● Task item
State the number of lines below in which the word "leather" appears. Nothing else belongs in the answer.

Natural-language object grounding data:
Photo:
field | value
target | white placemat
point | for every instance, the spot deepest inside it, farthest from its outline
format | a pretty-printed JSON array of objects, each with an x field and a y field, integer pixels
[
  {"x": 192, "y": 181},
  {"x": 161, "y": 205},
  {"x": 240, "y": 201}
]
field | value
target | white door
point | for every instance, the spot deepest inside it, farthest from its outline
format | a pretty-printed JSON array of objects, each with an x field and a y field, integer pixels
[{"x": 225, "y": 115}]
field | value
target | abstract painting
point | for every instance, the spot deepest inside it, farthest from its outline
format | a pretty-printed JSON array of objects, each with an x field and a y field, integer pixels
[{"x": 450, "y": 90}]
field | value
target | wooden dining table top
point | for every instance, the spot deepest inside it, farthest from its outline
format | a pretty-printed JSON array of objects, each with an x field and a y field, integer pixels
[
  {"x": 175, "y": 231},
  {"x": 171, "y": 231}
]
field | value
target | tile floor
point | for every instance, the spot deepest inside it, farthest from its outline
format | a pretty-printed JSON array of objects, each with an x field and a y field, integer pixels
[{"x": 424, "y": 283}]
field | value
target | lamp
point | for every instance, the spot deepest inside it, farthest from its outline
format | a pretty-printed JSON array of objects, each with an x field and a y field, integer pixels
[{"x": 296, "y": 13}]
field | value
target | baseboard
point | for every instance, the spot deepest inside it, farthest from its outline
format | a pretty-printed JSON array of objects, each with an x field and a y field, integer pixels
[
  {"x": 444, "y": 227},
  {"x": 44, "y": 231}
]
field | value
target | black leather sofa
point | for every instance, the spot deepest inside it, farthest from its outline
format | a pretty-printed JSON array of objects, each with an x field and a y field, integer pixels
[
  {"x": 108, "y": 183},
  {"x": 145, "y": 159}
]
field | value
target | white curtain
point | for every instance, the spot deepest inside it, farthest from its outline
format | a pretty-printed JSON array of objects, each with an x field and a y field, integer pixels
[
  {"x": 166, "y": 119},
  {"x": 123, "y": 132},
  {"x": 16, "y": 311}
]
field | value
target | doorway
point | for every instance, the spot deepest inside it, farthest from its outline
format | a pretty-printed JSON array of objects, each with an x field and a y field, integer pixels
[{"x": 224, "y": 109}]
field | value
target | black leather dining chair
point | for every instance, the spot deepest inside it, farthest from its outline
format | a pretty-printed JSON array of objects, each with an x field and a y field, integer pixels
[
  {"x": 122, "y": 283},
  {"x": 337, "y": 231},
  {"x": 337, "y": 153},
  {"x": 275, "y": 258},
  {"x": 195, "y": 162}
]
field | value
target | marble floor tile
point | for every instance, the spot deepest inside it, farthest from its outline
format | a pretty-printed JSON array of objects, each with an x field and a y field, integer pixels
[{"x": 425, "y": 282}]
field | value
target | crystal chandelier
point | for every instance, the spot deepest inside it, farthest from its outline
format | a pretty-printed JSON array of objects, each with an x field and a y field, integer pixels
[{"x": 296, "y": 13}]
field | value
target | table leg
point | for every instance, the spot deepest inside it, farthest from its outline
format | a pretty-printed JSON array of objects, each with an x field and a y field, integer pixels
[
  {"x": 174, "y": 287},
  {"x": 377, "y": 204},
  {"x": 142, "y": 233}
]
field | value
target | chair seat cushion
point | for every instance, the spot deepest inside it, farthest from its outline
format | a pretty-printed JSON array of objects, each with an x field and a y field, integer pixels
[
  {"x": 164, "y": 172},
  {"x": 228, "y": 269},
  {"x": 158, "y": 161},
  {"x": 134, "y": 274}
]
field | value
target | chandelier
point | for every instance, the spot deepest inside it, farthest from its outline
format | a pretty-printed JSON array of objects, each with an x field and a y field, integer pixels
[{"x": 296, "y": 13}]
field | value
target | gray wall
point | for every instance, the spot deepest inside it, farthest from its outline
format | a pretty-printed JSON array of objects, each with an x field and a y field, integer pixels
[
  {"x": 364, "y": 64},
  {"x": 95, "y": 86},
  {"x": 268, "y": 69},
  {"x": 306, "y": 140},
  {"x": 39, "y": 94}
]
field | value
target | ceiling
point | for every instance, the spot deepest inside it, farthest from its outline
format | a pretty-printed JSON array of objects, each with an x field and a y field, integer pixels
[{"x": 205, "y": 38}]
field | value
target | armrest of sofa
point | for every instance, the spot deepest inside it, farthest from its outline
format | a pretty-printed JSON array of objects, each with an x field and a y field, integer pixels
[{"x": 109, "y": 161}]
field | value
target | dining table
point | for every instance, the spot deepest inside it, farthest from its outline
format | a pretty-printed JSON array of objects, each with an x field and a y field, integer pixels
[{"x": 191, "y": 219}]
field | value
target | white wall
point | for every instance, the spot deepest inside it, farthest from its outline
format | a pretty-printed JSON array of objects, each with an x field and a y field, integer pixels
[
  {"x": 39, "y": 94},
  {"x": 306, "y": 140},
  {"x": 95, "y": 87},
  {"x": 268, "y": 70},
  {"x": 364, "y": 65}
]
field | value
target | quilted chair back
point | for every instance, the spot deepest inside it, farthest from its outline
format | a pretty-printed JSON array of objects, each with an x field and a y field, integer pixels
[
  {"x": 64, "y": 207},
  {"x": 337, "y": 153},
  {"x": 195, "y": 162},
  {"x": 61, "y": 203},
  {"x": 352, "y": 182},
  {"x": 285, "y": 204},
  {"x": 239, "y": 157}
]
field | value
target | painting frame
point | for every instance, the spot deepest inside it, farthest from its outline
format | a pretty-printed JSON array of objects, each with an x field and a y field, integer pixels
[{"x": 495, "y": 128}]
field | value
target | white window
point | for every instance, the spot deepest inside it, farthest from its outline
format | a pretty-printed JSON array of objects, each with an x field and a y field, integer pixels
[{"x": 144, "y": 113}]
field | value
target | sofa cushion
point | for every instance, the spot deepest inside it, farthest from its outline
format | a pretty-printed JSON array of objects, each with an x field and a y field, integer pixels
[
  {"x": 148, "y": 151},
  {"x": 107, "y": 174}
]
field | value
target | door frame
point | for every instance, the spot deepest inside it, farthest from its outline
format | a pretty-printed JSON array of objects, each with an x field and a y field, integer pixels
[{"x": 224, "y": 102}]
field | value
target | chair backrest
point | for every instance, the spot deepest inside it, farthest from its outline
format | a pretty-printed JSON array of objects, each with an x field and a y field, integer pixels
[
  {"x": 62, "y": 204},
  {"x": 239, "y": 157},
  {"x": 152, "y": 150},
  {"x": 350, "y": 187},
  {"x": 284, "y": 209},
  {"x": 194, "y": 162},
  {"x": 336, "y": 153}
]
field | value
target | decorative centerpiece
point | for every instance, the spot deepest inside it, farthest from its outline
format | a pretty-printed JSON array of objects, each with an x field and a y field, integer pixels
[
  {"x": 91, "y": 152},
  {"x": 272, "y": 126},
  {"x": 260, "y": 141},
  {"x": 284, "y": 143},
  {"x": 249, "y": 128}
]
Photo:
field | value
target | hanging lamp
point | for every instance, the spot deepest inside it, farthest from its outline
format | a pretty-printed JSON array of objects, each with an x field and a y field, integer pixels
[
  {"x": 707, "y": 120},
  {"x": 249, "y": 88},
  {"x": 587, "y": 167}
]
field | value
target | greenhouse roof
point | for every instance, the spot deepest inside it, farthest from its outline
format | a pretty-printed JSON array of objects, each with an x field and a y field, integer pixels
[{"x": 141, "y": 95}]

● Response below
2